[Dataset excerpts on pointing to objects]
########################################

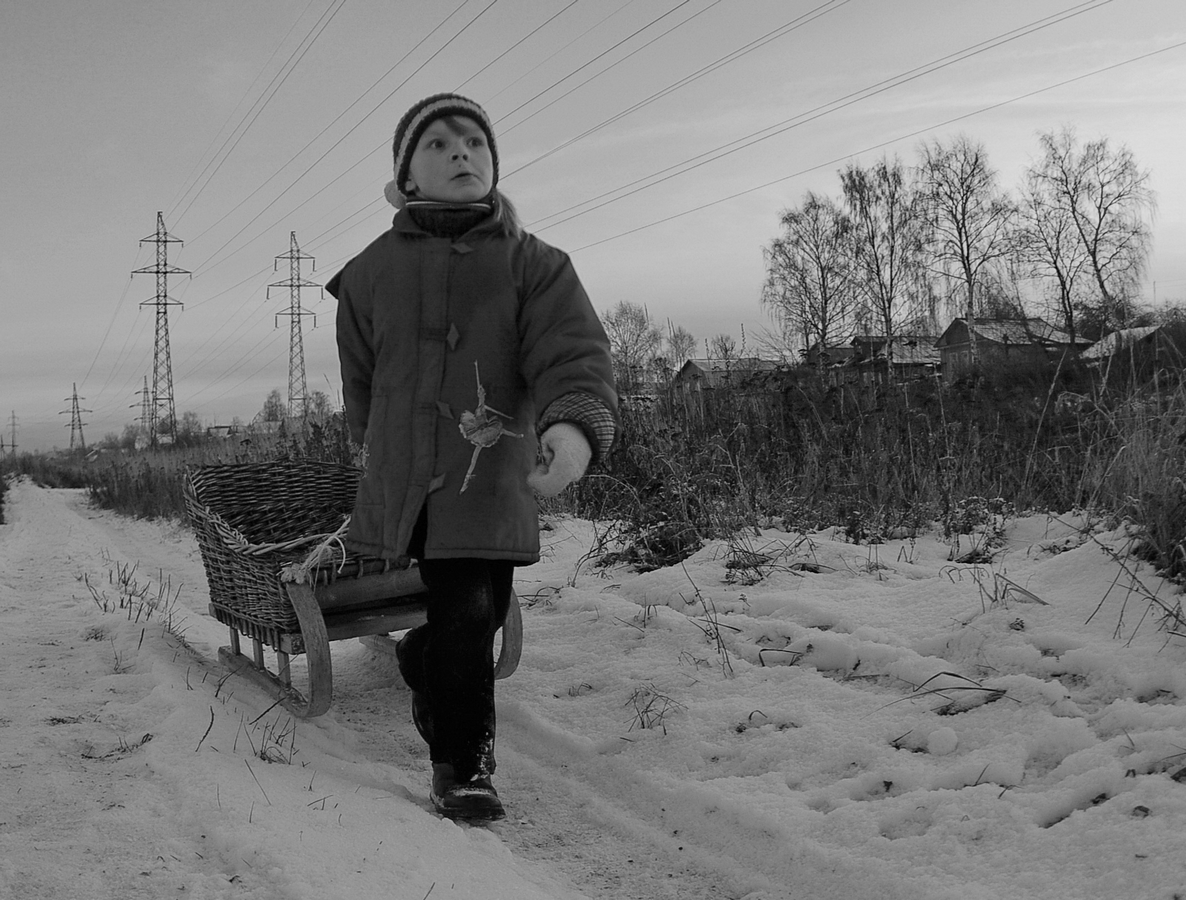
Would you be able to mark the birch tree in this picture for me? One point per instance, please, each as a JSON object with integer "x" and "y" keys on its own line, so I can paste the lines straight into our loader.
{"x": 810, "y": 274}
{"x": 884, "y": 208}
{"x": 1109, "y": 204}
{"x": 969, "y": 221}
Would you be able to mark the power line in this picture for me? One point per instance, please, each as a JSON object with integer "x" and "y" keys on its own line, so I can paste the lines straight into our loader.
{"x": 297, "y": 389}
{"x": 161, "y": 363}
{"x": 187, "y": 184}
{"x": 257, "y": 108}
{"x": 336, "y": 144}
{"x": 811, "y": 115}
{"x": 517, "y": 43}
{"x": 599, "y": 56}
{"x": 338, "y": 117}
{"x": 720, "y": 62}
{"x": 881, "y": 145}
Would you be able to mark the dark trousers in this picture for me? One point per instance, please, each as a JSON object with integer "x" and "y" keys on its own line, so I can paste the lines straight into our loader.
{"x": 450, "y": 659}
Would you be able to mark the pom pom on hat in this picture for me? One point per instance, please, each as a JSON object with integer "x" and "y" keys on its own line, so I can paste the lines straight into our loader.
{"x": 418, "y": 119}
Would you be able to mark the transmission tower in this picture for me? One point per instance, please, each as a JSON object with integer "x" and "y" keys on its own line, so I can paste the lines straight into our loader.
{"x": 163, "y": 414}
{"x": 145, "y": 408}
{"x": 297, "y": 396}
{"x": 76, "y": 419}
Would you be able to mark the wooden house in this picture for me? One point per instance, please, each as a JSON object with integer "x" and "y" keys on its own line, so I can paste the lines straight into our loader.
{"x": 699, "y": 375}
{"x": 1002, "y": 343}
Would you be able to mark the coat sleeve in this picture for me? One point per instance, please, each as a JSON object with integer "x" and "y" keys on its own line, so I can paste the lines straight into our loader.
{"x": 356, "y": 351}
{"x": 563, "y": 345}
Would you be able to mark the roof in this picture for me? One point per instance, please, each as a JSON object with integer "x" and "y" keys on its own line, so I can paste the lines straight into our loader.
{"x": 907, "y": 349}
{"x": 1031, "y": 330}
{"x": 1117, "y": 340}
{"x": 713, "y": 371}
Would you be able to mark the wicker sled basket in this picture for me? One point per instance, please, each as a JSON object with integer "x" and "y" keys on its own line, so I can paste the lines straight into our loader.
{"x": 271, "y": 541}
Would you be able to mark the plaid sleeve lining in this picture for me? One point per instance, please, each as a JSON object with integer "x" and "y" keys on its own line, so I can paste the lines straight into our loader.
{"x": 586, "y": 412}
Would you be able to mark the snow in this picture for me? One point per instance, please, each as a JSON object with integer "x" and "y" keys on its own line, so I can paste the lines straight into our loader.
{"x": 828, "y": 720}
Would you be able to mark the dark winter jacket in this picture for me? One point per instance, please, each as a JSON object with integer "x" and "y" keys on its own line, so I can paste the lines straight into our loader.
{"x": 421, "y": 320}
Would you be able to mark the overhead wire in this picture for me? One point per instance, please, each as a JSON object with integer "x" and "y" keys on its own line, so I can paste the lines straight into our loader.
{"x": 333, "y": 122}
{"x": 559, "y": 51}
{"x": 720, "y": 62}
{"x": 190, "y": 180}
{"x": 612, "y": 65}
{"x": 336, "y": 144}
{"x": 595, "y": 58}
{"x": 269, "y": 93}
{"x": 811, "y": 115}
{"x": 881, "y": 145}
{"x": 272, "y": 333}
{"x": 515, "y": 46}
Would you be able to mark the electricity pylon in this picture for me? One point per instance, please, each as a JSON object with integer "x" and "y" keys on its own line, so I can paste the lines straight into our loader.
{"x": 145, "y": 408}
{"x": 297, "y": 396}
{"x": 164, "y": 409}
{"x": 76, "y": 419}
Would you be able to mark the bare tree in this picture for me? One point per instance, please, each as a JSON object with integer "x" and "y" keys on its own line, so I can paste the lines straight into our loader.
{"x": 810, "y": 274}
{"x": 882, "y": 205}
{"x": 680, "y": 344}
{"x": 1051, "y": 247}
{"x": 273, "y": 407}
{"x": 635, "y": 342}
{"x": 1109, "y": 202}
{"x": 318, "y": 407}
{"x": 722, "y": 346}
{"x": 969, "y": 221}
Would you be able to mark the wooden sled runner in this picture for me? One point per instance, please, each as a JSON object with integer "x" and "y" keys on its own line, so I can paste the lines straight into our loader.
{"x": 269, "y": 535}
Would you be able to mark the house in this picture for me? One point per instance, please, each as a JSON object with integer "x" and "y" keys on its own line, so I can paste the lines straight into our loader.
{"x": 829, "y": 355}
{"x": 1002, "y": 343}
{"x": 911, "y": 356}
{"x": 1139, "y": 351}
{"x": 700, "y": 375}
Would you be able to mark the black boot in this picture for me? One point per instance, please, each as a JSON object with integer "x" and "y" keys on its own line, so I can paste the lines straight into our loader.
{"x": 476, "y": 799}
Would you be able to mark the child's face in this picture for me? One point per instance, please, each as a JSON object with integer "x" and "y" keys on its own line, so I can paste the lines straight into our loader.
{"x": 452, "y": 163}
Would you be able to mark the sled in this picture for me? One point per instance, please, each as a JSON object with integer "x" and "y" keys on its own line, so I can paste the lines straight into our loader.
{"x": 280, "y": 576}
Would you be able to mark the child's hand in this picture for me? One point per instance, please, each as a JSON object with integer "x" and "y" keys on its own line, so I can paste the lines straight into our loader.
{"x": 566, "y": 455}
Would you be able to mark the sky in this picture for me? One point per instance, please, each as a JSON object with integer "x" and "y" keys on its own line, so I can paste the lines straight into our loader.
{"x": 833, "y": 721}
{"x": 654, "y": 140}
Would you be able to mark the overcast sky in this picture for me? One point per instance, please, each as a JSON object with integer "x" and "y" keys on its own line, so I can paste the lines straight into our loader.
{"x": 243, "y": 122}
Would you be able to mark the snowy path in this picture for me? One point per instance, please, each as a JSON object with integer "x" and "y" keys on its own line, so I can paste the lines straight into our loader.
{"x": 847, "y": 722}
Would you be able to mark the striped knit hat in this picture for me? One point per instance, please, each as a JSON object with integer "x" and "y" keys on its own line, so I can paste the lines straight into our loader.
{"x": 418, "y": 119}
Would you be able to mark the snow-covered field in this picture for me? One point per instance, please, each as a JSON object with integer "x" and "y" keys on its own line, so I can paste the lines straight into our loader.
{"x": 828, "y": 721}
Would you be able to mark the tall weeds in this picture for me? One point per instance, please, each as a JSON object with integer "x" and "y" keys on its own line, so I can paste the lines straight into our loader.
{"x": 879, "y": 460}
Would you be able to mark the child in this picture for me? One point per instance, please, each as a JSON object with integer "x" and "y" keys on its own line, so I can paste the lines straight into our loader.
{"x": 461, "y": 338}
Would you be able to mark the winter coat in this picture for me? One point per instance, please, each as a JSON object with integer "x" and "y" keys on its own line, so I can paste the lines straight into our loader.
{"x": 421, "y": 321}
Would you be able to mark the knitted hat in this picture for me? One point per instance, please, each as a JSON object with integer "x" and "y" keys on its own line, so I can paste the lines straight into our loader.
{"x": 414, "y": 123}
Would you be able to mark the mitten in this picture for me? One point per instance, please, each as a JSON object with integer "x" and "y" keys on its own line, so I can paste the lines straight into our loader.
{"x": 566, "y": 454}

########################################

Written task
Give everything from the line that contains "Would you be able to mark the winter" down to the end of the records, that line included, as a Markdown table with the columns Row and Text. Number each line and leave out blank lines.

Solution
| Row | Text |
|---|---|
| 1 | Would you be able to mark the winter coat in this picture for me? One point per instance, please, each as a JSON object with integer "x" and "y" keys on its own line, so I can paste the lines straight into our loader. |
| 2 | {"x": 421, "y": 321} |
| 3 | Would you be able to mark the knitted hat in this picture for me? One point per instance, please, each as a JSON object with integer "x" and "y" keys on its own line, so I can paste the lines straight into our loader. |
| 4 | {"x": 414, "y": 123} |
| 5 | Would you be able to mark the mitten in this picture for me? One point per instance, please, each as a JSON object with integer "x" and "y" keys on its own line, so I can paste the lines straight into our loader. |
| 6 | {"x": 566, "y": 454} |